◆ Textabschnitt:
Standard-Grundrisse für Kleinfamilien

Auch bei der Bausubstanz selbst sieht der Stadtforscher viel Verbesserungsbedarf. Da wären einerseits die Sozialwohnungen: Ihre Standard-Grundrisse seien auf Singles, Paare oder Kleinfamilien zugeschnitten und wenig flexibel. Größere Haushalte müssten sich darin auf engem Raum zusammenquetschen. Noch dazu befänden sich solche Wohnungen oft in einer ungünstigen Umgebung. Viele Einwohner werden etwa aus den innerstädtischen Quartieren verdrängt, weil sie sich die Mieten dort nicht mehr leisten könnten. Weiter außerhalb finden sie zwar billige Apartments, aber dafür keine Ärzte, Kinos oder Bibliotheken.


Selbst ein Zuhause mitten in der Innenstadt kann Nachteile bergen. Denn dort wohnt es sich oft günstig, aber ungesund; etwa, weil viel Verkehr durchrauscht. Studien belegen: Je niedriger der soziale Status von Stadtbewohnern, desto größeren Umweltbelastungen und gesundheitlichen Risiken sind sie ausgesetzt. Überall in Deutschland bemühen sich Planer seit einigen Jahren deshalb um mehr Umweltgerechtigkeit. Städtebaulich könne man jedoch häufig nur wenig dagegen tun, sagt Eckardt: Je größer die Wohnkomplexe und je stärker befahren die Straßen, desto schwieriger sei es für Stadtplaner, dort Tempo-30-Zonen oder Parks, Spielflächen und grüne Plätze zu schaffen.

◆ Aufgaben:
A – Welche Dinge lassen sich laut dem Textabschnitt bei großen Wohnkomplexen und stark befahrenen Straßen nur schwer schaffen? Zähle sie alle auf.
B – Auf wen sind die Standard-Grundrisse der Sozialwohnungen im Textabschnitt zugeschnitten?
C – Führe den Textabschnitt über Wohnen und Stadtplanung im Anschluss an seinen letzten Satz fort.
Die Datensätze haben mit dem Textabschnitt nichts zu tun.

[Gesammelte Daten]
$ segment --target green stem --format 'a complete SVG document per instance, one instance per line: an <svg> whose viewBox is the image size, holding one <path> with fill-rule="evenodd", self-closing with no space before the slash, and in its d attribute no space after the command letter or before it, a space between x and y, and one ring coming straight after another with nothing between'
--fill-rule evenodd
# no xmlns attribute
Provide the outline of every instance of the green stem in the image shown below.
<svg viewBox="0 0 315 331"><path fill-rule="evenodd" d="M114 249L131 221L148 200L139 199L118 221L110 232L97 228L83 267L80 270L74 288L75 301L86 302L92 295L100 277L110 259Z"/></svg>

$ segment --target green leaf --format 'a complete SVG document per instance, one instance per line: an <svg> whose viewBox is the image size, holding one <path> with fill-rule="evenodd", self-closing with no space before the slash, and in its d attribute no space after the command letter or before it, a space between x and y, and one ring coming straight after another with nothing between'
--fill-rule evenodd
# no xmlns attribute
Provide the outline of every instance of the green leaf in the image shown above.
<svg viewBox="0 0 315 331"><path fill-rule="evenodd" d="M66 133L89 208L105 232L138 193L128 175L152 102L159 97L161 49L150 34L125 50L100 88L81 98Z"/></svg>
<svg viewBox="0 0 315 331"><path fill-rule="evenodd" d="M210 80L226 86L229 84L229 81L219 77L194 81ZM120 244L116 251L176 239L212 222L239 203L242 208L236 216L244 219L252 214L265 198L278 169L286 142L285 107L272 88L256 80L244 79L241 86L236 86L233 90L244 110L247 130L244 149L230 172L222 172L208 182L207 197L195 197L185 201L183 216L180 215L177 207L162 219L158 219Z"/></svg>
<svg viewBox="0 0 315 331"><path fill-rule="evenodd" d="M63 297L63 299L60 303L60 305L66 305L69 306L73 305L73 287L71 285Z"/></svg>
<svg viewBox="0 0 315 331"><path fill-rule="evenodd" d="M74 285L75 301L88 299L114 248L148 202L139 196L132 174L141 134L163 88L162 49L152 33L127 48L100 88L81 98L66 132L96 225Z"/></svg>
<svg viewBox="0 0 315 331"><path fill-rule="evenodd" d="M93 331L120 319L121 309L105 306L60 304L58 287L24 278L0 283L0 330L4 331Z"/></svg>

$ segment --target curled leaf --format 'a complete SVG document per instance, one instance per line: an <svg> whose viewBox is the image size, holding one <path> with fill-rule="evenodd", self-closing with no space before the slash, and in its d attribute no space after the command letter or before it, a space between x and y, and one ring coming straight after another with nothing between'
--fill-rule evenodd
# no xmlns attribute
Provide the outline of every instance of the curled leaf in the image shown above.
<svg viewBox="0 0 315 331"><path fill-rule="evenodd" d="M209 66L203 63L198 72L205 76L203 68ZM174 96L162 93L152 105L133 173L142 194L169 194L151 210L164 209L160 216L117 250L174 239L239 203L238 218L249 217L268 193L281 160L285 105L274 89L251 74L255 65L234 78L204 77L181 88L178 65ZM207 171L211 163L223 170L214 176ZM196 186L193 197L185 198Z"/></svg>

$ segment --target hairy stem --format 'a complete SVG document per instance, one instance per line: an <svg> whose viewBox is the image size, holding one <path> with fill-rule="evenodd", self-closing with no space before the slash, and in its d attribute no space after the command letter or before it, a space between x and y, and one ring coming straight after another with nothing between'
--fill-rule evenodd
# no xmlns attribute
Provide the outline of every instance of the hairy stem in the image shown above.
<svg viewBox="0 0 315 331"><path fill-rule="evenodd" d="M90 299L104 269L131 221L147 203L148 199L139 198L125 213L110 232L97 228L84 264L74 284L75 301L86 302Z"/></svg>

◆ Lösungen:
A – Tempo-30-Zonen, Parks, Spielflächen, grüne Plätze

B – Auf Singles, Paare oder Kleinfamilien.

C –
„Stadtumbau ist schwieriger als Stadtneubau", sagt auch Eva Kail. Für Planer ist es einfacher, Häuser oder Stadtviertel von Grund auf sozial gerecht zu planen - wie das Projekt „Frauen-Werk-Stadt I" im 21. Wiener Bezirk, an dem sie federführend beteiligt war. Vier Architektinnen hatten die Anlage mit 360 Wohnungen Ende der 90er-Jahre entworfen; sie sollte vor allem dem Alltagsleben von Frauen gerecht werden. Konkret heißt das: Die Grundrisse der Wohnungen sind flexibel, auf jeder Etage gibt es Abstellräume für Kinderwagen, außerdem eine Waschküche sowie eine Gemeinschaftsterrasse auf dem Dach. Aus den Küchenfenstern hat man die zwei Gartenhöfe mit Kinderspielplatz gut im Blick.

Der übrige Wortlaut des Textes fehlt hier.